● Provided text
━━━━━━━━━━━━━━━━━━━━━━━━━━━━━━

Saturday, September 10, 2011

Facts is Facts

Dickens’s critique of rural school systems, Hard Times, a novel oft taught in high schools and thus responsible for many claiming a dislike of the inimitable one, opens with a passage as well known as those from Bleak House and Great Expectations—but not so well known as that from A Tale of Two Cities.

'NOW, what I want is, Facts. Teach these boys and girls nothing but Facts. Facts alone are wanted in life. Plant nothing else, and root out everything else. You can only form the minds of reasoning animals upon Facts: nothing else will ever be of any service to them. This is the principle on which I bring up my own children, and this is the principle on which I bring up these children. Stick to Facts, sir!'

As has been noticed, even Grandgrind fails to obey his own laws of education having to resort to metaphor, in this case a natural and agrarian one, in order to explain his factual claims. Such an impossibility is my new daily occurrence for I have begun to teach in Africa.

The time began last Friday when I volunteered to help grade entrance examinations for those who are just arriving to the college. I graded seventeen exams and the opportunity gave me an insight in the troubles I shall encounter. First of all, the difference between fifty and fifteen (or any number that ends with a “ty” and the “teens”) needs to be iterated; second, basic vocabulary. I learned, though, that a main reason many of these students do not know the word Fromage is because many of them do not have cheese in their daily lives and may never have even seen it. It is like suddenly having to translate haggis—though that may be a more difficult problem. With the entrance exams under my belt, and a rough understanding of what we will have to work on, spelling, numbers, food groups, I began to plan my first week of teaching. This was facilitated by my learning that on Saturday I was to receive the dispensation of school supplies. Look at the picture! Do you see all the athletes? They are famous. I don’t know them. I did, though, know the person gracing the cover of the notebook that the teacher ahead of me received, he got the advertising poster for the Angelina Jolie film Salt on one cover and on the other a scantily clad pop singer named Katy Perry. I explained that her tunes are all one heard on the radio before I left and in the stores. But now, I have no idea what one hears. Soon I shall be as clueless as everyone else here what the Hits are.

━━━━━━━━━━━━━━━━━━━━━━━━━━━━━━

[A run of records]
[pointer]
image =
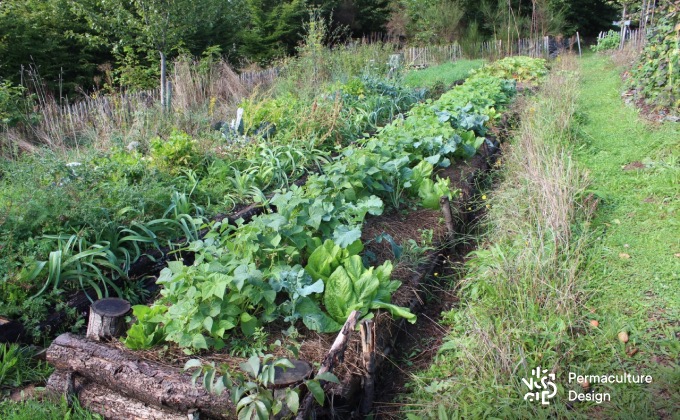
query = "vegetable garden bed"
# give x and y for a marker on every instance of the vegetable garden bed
(289, 279)
(110, 379)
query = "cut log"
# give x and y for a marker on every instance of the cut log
(107, 318)
(102, 400)
(123, 372)
(334, 355)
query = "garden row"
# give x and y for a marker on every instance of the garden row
(300, 267)
(109, 209)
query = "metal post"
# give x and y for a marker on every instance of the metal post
(163, 80)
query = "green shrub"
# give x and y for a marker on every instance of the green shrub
(175, 153)
(610, 41)
(656, 76)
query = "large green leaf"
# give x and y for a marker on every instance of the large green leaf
(345, 236)
(339, 295)
(314, 318)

━━━━━━━━━━━━━━━━━━━━━━━━━━━━━━

● Your tasks
• 1. Name every Dickens novel mentioned in the post titled "Facts is Facts."
• 2. Collect every line of the listing that contains the string "large", treating uppercase and lowercase as different.
The post and the listing are separate material.

● Answer list
• 1. Hard Times, Bleak House, Great Expectations, A Tale of Two Cities

• 2.
query = "large green leaf"
# give x and y for a marker on every instance of the large green leaf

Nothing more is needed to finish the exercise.